**Условие задания**: Выведите строки всех записей ниже слово в слово, ничего не меняя.

**Исходные данные**:
:::
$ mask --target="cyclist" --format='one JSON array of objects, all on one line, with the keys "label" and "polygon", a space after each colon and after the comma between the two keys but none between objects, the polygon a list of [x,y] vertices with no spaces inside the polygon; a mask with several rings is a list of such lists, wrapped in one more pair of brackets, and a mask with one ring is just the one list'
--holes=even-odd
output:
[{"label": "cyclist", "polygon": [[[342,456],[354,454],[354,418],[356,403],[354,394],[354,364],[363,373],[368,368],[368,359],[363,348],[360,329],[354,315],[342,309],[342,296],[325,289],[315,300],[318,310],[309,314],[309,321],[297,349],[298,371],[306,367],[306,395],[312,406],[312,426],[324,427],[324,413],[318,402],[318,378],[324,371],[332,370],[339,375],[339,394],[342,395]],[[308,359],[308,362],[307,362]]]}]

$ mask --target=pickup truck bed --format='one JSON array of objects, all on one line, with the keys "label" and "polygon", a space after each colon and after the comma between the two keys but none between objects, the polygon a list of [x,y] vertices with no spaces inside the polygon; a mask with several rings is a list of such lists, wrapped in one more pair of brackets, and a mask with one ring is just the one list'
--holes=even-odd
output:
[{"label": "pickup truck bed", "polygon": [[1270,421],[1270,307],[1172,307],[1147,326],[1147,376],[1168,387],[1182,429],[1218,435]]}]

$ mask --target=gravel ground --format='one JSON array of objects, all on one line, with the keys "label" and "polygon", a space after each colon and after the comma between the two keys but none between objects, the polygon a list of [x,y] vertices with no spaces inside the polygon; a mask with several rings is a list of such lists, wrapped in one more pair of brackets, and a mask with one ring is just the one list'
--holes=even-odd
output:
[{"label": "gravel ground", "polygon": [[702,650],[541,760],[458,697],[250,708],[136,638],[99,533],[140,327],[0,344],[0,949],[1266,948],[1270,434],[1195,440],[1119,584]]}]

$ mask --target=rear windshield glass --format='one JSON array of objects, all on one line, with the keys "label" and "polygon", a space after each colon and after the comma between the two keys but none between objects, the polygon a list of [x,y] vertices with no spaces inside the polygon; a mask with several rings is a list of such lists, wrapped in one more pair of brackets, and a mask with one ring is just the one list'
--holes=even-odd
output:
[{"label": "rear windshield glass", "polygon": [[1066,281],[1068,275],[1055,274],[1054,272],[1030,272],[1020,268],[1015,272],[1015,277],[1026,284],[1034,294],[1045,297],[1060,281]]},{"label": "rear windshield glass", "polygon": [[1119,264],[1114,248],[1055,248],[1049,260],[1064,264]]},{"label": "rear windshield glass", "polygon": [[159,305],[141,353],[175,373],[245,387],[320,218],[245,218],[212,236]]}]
:::
**Письменный ответ**:
$ mask --target="cyclist" --format='one JSON array of objects, all on one line, with the keys "label" and "polygon", a space after each colon and after the comma between the two keys but none between objects, the polygon a list of [x,y] vertices with no spaces inside the polygon; a mask with several rings is a list of such lists, wrapped in one more pair of brackets, and a mask with one ring is just the one list'
--holes=even-odd
output:
[{"label": "cyclist", "polygon": [[[342,456],[354,454],[354,418],[356,403],[354,394],[354,364],[363,373],[368,368],[368,359],[363,348],[360,329],[354,315],[342,309],[342,296],[325,289],[315,300],[318,310],[309,314],[309,321],[297,349],[298,371],[306,367],[306,395],[312,406],[312,426],[324,427],[324,413],[318,402],[318,378],[324,371],[332,370],[339,375],[339,394],[342,395]],[[308,359],[308,362],[307,362]]]}]

$ mask --target=pickup truck bed --format='one JSON array of objects, all on one line, with the keys "label" and "polygon", a space after each colon and after the comma between the two keys but none between objects, the polygon a list of [x,y] vertices with no spaces inside the polygon; a mask with several rings is a list of such lists, wrapped in one more pair of brackets, and a mask with one ring is just the one list'
--holes=even-odd
output:
[{"label": "pickup truck bed", "polygon": [[1270,421],[1270,307],[1172,307],[1147,326],[1147,376],[1168,387],[1182,429],[1218,435]]}]

$ mask --target=gravel ground --format='one JSON array of objects, all on one line, with the keys "label" and "polygon", a space after each colon and after the comma between the two keys but none between objects, the polygon a list of [x,y] vertices with no spaces inside the polygon; a mask with several rings is a list of such lists, wrapped in one more pair of brackets, and a mask with one ring is just the one list'
--holes=even-odd
output:
[{"label": "gravel ground", "polygon": [[702,650],[541,760],[458,697],[250,708],[136,638],[99,533],[140,327],[0,344],[0,949],[1266,948],[1270,434],[1195,440],[1119,584]]}]

$ mask --target=rear windshield glass --format='one JSON array of objects, all on one line, with the keys "label" and "polygon", a space after each colon and after the comma between the two keys but none between objects, the polygon a list of [x,y] vertices with no spaces inside the polygon; a mask with several rings is a list of such lists, wrapped in one more pair of brackets, and a mask with one ring is just the one list'
--holes=even-odd
output:
[{"label": "rear windshield glass", "polygon": [[1066,281],[1068,275],[1055,274],[1054,272],[1030,272],[1020,268],[1015,272],[1015,277],[1026,284],[1034,294],[1045,297],[1060,281]]},{"label": "rear windshield glass", "polygon": [[1119,264],[1114,248],[1055,248],[1049,260],[1064,264]]},{"label": "rear windshield glass", "polygon": [[159,305],[141,353],[175,373],[245,387],[320,218],[245,218],[212,236]]}]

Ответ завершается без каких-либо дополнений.